◆ EXTRAIT DU DOCUMENT ◆

________

LA BATAILLE DES MARAIS DE SAINT GOND VUE PAR HENRI ISSELIN

10 septembre

Pour la première fois depuis bien longtemps le lever du jour montre un ciel gris, couvert de nuages. Il fait presque froid et la pluie tombe par intermittence. Tous ceux qui, au cours des journées précédentes, ont peiné sous un soleil écrasant et dans un air étouffant, accueillent sans déplaisir ce temps maussade. Cette aube triste, c'est celle de la victoire.

Malgré le froid, la fatigue et la pluie, les soldats de Foch se sont mis en route avant même le lever du jour et, un peu avant 7 heures du matin, la 52e division de réserve a fait son entrée dans Fère-Champenoise. " Pillée de fond en comble ", la petite ville offre un aspect lamentable. Les soldats du général Battesti avancent dans les rues jonchées de cadavres et aussi de milliers de bouteilles brisées; on découvre dans les maisons de nombreux blessés appartenant aux unités de la Garde ; d'autres soldats allemands sont indemnes mais... ivre-morts. Partout des monceaux d'objets ou de linge que les pillards ont dû abandonner. Il règne dans toute la ville une odeur douceâtre, écœurante, celle du champagne répandu sur le sol et des corps en décomposition.

________

◆ DÉFI A ◆
Réécrivez sous forme de liste le paragraphe du récit de la bataille des marais de Saint-Gond qui commence par « Malgré le froid, la fatigue et la pluie », en conservant ses faits principaux.
◆ DÉFI B ◆
Poursuivez, s'il vous plaît, le récit de la bataille des marais de Saint-Gond à partir de sa dernière phrase.

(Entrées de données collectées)

________

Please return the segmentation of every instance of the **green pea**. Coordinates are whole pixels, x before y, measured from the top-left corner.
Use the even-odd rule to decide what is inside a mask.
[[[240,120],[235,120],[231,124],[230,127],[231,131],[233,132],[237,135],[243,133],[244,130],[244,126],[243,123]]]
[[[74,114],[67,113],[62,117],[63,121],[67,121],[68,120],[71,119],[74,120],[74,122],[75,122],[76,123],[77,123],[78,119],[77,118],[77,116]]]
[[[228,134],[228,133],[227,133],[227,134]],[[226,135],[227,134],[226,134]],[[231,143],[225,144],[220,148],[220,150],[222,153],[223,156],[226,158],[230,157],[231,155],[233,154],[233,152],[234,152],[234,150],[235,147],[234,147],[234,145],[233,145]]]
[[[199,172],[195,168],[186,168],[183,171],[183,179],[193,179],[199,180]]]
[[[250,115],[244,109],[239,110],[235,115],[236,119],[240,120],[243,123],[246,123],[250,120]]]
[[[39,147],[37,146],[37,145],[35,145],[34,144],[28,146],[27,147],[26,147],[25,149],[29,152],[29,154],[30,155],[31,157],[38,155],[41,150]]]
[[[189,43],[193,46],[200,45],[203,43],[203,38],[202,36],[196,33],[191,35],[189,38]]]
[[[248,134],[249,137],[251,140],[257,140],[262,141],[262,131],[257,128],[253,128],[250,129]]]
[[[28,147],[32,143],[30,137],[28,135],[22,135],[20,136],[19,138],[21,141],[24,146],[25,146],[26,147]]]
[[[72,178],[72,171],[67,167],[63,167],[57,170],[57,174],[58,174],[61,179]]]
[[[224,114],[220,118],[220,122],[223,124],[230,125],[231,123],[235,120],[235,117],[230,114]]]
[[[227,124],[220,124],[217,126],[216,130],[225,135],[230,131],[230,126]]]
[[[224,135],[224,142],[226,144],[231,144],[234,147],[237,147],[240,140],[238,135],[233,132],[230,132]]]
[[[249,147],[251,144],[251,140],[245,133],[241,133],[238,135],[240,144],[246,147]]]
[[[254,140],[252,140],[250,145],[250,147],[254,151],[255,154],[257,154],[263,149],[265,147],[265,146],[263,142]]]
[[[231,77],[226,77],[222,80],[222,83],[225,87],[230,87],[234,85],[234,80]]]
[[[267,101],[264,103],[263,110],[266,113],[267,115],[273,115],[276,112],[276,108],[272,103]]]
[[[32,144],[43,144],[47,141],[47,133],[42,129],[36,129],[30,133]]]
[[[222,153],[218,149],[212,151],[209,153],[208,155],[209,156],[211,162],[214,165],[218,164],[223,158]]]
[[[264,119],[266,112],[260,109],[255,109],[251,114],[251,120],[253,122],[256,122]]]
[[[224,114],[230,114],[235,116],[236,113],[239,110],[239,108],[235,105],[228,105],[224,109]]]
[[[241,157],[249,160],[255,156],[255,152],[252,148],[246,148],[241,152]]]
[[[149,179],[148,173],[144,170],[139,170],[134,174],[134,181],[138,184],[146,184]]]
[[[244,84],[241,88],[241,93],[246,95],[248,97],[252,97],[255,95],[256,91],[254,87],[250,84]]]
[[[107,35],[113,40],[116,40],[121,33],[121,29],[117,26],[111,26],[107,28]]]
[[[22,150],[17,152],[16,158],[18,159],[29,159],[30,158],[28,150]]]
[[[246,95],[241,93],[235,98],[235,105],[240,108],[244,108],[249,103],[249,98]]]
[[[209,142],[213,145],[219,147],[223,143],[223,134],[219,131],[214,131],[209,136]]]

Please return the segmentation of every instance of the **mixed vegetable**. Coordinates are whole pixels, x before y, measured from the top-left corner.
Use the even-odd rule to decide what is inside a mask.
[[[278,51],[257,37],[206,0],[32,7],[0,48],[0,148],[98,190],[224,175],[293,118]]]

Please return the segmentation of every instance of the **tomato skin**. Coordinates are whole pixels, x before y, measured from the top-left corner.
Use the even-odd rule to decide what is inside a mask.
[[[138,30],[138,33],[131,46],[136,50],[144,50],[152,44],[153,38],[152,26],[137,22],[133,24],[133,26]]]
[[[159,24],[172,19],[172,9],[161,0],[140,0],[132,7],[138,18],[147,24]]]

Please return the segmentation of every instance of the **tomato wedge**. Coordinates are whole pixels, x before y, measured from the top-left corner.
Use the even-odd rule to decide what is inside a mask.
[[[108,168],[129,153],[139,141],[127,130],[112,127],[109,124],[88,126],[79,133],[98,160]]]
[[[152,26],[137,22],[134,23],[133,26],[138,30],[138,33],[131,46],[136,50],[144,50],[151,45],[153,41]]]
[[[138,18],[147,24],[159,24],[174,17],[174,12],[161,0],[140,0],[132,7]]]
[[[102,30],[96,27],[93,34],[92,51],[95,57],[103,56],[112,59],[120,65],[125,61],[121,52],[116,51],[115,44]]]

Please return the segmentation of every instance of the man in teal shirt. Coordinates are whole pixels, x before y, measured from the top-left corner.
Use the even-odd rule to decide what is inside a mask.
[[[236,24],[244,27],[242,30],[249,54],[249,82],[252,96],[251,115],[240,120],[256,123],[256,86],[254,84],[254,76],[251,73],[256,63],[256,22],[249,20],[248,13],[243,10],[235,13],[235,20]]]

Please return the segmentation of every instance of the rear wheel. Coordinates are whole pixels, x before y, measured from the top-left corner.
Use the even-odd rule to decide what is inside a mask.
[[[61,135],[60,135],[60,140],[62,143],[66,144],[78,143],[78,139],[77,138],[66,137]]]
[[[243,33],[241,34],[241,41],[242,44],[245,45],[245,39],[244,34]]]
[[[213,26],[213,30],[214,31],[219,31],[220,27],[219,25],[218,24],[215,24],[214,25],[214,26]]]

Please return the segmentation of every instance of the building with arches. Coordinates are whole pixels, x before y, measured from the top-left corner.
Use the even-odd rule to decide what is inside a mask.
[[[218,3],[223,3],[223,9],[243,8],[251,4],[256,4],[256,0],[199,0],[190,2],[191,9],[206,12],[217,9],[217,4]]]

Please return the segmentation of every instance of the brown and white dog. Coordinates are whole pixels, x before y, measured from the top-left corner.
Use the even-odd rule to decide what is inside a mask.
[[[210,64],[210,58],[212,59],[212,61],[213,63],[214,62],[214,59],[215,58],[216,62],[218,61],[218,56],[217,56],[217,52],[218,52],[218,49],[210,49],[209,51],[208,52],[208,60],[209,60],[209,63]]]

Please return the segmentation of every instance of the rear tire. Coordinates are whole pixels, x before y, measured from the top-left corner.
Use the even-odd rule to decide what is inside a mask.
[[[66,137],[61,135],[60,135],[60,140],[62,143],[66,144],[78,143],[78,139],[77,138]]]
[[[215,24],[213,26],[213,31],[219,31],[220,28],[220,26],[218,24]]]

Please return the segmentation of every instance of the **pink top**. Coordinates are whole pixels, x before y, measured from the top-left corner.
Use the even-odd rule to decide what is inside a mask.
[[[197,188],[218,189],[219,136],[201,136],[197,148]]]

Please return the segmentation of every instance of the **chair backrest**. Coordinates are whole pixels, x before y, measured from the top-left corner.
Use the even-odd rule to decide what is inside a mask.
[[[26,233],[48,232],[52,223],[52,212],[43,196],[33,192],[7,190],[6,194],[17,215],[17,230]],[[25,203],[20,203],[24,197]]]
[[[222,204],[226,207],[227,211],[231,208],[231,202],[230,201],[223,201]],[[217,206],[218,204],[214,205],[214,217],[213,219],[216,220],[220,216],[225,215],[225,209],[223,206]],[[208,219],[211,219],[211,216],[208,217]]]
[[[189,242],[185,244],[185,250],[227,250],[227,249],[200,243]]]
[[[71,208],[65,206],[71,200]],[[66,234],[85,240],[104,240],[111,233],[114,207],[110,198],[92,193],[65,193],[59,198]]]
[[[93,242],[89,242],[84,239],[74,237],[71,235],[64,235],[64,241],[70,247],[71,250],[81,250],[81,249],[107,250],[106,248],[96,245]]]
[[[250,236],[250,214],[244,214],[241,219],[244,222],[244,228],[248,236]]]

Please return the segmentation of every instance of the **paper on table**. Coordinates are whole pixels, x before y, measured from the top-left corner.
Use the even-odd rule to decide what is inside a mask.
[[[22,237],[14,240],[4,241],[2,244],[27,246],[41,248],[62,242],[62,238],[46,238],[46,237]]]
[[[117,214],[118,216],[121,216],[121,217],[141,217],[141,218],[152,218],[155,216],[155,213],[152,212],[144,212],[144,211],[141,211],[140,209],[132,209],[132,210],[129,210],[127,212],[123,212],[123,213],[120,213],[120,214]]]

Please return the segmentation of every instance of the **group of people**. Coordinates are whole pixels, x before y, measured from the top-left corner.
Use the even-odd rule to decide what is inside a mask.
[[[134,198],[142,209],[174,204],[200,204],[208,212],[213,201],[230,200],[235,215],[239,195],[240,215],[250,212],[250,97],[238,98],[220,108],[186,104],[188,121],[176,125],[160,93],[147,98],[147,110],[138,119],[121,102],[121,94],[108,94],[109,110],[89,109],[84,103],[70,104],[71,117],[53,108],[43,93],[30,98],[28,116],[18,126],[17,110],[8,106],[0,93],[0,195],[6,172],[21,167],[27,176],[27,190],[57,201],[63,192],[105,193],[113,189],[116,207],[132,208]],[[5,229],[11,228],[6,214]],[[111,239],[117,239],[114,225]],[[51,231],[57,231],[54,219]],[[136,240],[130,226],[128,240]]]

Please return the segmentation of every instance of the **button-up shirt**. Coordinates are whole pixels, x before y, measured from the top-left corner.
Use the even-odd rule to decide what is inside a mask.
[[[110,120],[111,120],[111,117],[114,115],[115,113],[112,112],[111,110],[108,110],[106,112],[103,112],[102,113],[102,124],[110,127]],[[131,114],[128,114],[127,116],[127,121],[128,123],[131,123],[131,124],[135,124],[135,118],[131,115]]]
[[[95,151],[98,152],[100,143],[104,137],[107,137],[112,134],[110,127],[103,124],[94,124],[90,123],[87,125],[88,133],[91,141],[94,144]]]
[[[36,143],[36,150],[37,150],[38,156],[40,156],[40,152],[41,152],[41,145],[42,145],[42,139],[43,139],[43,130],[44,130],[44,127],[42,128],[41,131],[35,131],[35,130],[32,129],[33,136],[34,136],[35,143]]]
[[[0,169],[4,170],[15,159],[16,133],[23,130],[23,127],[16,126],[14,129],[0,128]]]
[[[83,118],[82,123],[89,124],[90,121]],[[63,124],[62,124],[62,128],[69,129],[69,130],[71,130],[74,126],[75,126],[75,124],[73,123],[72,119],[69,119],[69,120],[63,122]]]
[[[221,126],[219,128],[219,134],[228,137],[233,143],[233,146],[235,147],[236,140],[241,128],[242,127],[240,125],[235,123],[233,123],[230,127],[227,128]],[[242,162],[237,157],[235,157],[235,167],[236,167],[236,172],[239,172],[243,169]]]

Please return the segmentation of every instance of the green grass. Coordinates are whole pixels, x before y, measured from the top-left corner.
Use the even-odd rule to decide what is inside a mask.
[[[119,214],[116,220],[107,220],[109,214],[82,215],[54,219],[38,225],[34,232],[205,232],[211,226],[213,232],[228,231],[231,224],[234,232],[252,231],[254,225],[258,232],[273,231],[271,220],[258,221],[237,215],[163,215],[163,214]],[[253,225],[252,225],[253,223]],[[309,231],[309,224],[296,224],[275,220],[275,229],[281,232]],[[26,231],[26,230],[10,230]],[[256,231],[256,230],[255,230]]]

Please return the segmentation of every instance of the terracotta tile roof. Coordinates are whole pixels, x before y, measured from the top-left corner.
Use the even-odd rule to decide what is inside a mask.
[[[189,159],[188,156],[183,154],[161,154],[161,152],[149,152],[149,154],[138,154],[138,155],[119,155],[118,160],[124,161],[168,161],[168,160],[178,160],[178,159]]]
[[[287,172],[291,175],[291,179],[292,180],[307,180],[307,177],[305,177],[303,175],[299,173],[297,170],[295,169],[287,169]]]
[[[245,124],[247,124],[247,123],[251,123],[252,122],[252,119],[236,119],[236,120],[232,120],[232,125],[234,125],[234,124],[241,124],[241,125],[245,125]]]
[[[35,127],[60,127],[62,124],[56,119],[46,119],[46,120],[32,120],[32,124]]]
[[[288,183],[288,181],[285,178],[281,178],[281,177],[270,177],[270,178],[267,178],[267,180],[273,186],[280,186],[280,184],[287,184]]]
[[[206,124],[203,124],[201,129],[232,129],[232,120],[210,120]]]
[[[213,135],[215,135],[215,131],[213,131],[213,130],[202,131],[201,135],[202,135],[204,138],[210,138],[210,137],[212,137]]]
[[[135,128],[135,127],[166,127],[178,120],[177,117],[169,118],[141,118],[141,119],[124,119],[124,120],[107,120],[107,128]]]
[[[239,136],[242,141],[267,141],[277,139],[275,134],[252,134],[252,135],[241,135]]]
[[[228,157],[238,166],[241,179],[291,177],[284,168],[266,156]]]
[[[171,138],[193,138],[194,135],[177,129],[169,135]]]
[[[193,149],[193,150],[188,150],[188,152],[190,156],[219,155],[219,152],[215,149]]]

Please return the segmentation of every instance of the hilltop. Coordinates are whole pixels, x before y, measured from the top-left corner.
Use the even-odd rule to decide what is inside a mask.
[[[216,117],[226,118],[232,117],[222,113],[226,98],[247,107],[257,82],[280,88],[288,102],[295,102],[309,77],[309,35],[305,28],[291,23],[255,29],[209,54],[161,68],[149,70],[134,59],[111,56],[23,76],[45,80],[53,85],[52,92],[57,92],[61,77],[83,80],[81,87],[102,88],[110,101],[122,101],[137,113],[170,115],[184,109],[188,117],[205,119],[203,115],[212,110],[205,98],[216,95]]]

________

◆ RÉPONSE RÉDIGÉE A ◆
- Les soldats de Foch se mettent en route avant le lever du jour, malgré le froid, la fatigue et la pluie.
- Un peu avant 7 heures, la 52e division de réserve entre dans Fère-Champenoise.
- Pillée de fond en comble, la petite ville offre un aspect lamentable.
- Les soldats du général Battesti avancent dans des rues jonchées de cadavres et de milliers de bouteilles brisées.
- Dans les maisons, on découvre de nombreux blessés des unités de la Garde, ainsi que d'autres soldats allemands indemnes mais ivres morts.
- Partout traînent des monceaux d'objets et de linge abandonnés par les pillards.
- Une odeur douceâtre et écœurante de champagne répandu et de corps en décomposition règne dans toute la ville.

◆ RÉPONSE RÉDIGÉE B ◆
Sur le front des 5e et 9e armées, on découvrira aussi de nombreuses traces laissées par les emprunts faits aux caves de Champagne. Un médecin militaire a remarqué " sur l'herbe, sur la terre labourée, sur le bord de la route, comme en forêt, partout des bouteilles de champagne vides..., on ne peut faire un pas sans en trouver ", et il ajoute : " La figure déjà noircie et le boursouflement des cadavres allemands permettent de supposer non seulement que ces troupes devaient être surmenées et fatiguées, mais peut-être aussi alcoolisées à l'excès. "

L'ennemi se retire; il faut précipiter sa fuite. " Des jambes ! crie Foch aux soldats de la division marocaine. Il ne faut plus que des jambes maintenant ! L'ennemi s'en va... Il faut marcher plus vite que lui ! "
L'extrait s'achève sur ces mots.